Material for this exercise >>
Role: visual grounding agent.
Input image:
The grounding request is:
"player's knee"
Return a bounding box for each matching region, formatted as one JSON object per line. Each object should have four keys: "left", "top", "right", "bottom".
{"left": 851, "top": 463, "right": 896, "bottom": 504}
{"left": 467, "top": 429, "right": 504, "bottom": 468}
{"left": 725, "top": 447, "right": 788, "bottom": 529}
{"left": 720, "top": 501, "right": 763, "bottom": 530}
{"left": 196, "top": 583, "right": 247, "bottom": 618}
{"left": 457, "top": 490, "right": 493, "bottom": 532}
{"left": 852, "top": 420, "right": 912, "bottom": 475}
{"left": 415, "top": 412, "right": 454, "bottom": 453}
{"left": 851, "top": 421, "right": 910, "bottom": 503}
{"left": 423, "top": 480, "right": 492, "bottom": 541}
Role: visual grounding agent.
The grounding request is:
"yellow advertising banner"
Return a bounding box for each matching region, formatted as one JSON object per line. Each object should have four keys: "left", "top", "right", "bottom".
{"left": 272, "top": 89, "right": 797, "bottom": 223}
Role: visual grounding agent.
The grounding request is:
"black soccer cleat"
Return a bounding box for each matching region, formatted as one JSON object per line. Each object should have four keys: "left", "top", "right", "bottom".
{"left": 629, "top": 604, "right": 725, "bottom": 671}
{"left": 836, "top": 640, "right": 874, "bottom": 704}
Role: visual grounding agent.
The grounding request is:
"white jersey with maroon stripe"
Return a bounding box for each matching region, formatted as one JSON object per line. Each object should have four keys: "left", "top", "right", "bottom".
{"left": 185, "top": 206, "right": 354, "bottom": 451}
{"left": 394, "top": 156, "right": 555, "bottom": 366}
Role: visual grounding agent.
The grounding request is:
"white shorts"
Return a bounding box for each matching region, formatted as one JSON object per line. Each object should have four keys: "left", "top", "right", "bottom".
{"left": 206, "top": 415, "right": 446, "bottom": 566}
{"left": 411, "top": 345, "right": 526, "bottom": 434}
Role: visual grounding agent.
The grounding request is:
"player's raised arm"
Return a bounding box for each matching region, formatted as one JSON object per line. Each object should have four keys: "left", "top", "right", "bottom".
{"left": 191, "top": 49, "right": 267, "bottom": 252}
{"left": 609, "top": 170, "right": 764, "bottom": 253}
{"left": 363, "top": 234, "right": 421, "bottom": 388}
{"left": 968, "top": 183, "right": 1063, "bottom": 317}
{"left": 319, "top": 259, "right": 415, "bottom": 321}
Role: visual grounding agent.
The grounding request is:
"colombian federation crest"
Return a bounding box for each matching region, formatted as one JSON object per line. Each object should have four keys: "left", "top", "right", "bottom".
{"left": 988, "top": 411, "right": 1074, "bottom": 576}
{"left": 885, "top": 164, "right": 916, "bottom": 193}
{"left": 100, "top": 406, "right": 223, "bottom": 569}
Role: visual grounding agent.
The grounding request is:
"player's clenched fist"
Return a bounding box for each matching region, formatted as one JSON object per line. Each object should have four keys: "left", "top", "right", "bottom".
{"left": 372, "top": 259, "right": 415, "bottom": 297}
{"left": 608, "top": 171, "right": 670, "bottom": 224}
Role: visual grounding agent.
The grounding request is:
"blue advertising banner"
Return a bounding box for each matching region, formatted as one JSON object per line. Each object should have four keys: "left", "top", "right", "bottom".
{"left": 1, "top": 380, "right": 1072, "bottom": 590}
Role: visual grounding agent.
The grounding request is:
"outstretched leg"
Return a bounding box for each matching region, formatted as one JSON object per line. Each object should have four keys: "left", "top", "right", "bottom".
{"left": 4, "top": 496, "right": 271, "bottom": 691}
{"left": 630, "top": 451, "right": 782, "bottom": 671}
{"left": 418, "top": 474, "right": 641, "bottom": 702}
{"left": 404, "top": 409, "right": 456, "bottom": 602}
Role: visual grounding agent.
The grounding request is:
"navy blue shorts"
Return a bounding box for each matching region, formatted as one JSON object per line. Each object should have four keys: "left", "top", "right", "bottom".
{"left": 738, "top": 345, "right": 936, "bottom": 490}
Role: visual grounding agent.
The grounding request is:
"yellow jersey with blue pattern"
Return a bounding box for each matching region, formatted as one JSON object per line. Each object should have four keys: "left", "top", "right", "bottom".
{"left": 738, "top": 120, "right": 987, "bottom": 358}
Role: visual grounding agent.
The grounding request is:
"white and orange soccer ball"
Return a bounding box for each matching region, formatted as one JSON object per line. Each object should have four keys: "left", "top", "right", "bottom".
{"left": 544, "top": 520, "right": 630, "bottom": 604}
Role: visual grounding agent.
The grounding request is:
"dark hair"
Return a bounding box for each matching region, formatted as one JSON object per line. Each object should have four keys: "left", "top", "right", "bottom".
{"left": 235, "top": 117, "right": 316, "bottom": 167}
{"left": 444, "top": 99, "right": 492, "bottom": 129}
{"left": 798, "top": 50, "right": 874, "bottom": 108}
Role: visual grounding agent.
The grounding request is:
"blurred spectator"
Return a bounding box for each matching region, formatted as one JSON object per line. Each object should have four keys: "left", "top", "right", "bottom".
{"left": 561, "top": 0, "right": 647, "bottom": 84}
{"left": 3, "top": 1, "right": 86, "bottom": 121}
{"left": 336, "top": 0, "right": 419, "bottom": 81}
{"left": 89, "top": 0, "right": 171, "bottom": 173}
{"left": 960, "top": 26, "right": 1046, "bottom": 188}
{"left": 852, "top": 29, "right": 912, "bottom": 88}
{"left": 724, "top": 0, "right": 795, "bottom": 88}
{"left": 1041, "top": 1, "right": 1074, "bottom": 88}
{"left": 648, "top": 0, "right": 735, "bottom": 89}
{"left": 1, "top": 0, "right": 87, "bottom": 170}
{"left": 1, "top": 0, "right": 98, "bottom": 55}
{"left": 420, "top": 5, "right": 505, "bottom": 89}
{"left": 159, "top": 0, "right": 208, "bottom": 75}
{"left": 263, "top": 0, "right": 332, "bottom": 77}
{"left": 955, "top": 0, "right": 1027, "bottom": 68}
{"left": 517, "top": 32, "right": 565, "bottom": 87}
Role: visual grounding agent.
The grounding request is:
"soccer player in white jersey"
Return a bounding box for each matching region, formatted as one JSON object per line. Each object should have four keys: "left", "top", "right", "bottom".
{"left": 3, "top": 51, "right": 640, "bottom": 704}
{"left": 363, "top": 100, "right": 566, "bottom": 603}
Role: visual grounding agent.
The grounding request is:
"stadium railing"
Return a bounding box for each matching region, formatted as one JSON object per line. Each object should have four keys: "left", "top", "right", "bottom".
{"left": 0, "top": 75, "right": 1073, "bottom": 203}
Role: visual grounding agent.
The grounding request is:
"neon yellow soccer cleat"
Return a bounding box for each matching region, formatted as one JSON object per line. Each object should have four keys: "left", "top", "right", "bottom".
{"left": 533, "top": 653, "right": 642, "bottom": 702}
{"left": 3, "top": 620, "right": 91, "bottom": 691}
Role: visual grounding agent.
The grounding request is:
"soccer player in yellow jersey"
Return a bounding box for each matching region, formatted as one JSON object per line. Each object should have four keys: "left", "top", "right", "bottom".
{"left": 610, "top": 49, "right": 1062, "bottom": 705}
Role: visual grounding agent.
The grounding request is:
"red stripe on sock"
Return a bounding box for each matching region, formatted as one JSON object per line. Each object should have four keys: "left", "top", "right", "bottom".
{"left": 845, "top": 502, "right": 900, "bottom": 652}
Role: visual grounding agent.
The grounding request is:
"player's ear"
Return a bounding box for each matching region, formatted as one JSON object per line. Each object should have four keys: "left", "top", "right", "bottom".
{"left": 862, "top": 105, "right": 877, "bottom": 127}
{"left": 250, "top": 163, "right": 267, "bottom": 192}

Your objective >>
From the entries above, extract every line where the word "advertising" appears.

Written response >>
"yellow advertising banner"
"blue advertising banner"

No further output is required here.